> _Exercise instructions_
Rewrite all of the records below in full, changing every occurrence of "supply" to "return" and leaving the rest of the wording unchanged.
════
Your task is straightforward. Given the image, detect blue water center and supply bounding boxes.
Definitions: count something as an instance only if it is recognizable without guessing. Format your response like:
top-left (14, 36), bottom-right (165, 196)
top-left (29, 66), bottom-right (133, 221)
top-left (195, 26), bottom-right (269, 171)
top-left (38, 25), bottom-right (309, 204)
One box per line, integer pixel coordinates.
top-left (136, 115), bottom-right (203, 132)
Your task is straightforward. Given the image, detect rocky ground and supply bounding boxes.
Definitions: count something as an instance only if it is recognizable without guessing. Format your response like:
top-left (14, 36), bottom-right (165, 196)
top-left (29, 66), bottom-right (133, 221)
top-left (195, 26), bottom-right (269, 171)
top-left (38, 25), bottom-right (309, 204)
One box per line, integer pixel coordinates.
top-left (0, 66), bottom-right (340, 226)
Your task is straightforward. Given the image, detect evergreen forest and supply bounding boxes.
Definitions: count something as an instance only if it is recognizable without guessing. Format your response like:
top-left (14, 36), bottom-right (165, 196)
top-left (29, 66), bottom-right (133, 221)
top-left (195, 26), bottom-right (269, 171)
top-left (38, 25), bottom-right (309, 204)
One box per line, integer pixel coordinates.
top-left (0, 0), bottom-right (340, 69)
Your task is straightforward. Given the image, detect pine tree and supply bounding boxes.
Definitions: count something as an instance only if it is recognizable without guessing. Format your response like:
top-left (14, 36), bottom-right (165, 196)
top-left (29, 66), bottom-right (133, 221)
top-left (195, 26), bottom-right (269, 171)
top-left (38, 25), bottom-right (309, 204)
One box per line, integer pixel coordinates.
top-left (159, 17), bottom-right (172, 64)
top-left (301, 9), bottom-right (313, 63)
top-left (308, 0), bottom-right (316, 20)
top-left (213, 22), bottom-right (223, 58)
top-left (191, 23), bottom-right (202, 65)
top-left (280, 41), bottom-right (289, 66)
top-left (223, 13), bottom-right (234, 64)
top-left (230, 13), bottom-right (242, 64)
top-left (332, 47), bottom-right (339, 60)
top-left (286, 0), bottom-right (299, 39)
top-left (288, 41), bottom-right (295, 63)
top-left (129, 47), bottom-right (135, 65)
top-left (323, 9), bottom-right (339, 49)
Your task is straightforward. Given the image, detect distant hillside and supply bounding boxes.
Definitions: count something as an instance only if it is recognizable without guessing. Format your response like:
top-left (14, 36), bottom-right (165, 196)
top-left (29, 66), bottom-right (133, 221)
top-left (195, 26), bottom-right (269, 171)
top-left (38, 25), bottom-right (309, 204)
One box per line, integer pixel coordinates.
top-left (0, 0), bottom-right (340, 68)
════
> _Exercise output_
Your task is straightforward. Given the image, detect blue water center and return bounding boxes.
Definitions: count something as an instance only if it is recognizable without guessing. Format your response like:
top-left (14, 36), bottom-right (165, 196)
top-left (29, 66), bottom-right (133, 221)
top-left (195, 26), bottom-right (269, 171)
top-left (38, 25), bottom-right (309, 204)
One box per line, integer pixel coordinates.
top-left (136, 115), bottom-right (203, 132)
Your task is straightforward. Given the image, detect rocky ground and return bounding boxes.
Definitions: count something as an instance only if it is recognizable without guessing. Format your response like:
top-left (14, 36), bottom-right (165, 196)
top-left (29, 66), bottom-right (133, 221)
top-left (195, 26), bottom-right (269, 171)
top-left (38, 25), bottom-right (309, 204)
One box per line, integer pixel coordinates.
top-left (0, 66), bottom-right (340, 226)
Your task is straightforward. Given the image, detect evergreen forest and return bounding boxes.
Definitions: count something as an instance only if it is recognizable without guessing. Format your response like:
top-left (14, 36), bottom-right (165, 196)
top-left (29, 66), bottom-right (133, 221)
top-left (195, 26), bottom-right (269, 171)
top-left (38, 25), bottom-right (309, 204)
One box per line, integer pixel coordinates.
top-left (0, 0), bottom-right (340, 69)
Your task is straightforward. Given the image, detect pine tree and return bounding boxes.
Definitions: count something as an instance only if it is recognizable without guessing. Format your response like:
top-left (14, 36), bottom-right (165, 196)
top-left (29, 66), bottom-right (133, 221)
top-left (195, 26), bottom-right (269, 171)
top-left (38, 25), bottom-right (309, 204)
One box per line, integer pixel coordinates.
top-left (159, 17), bottom-right (172, 64)
top-left (301, 9), bottom-right (313, 63)
top-left (308, 0), bottom-right (316, 20)
top-left (213, 22), bottom-right (223, 58)
top-left (191, 23), bottom-right (202, 65)
top-left (280, 41), bottom-right (289, 66)
top-left (223, 13), bottom-right (234, 64)
top-left (230, 13), bottom-right (242, 64)
top-left (332, 47), bottom-right (339, 60)
top-left (286, 0), bottom-right (299, 39)
top-left (288, 41), bottom-right (295, 63)
top-left (129, 47), bottom-right (135, 65)
top-left (323, 9), bottom-right (339, 49)
Your task is straightforward. Given the image, detect distant hillside and return bounding boxes.
Definitions: count something as an instance only if it is recognizable without guessing. Format your response like:
top-left (14, 36), bottom-right (165, 196)
top-left (29, 66), bottom-right (133, 221)
top-left (195, 26), bottom-right (269, 171)
top-left (38, 25), bottom-right (309, 204)
One box per line, integer pixel coordinates.
top-left (0, 0), bottom-right (340, 68)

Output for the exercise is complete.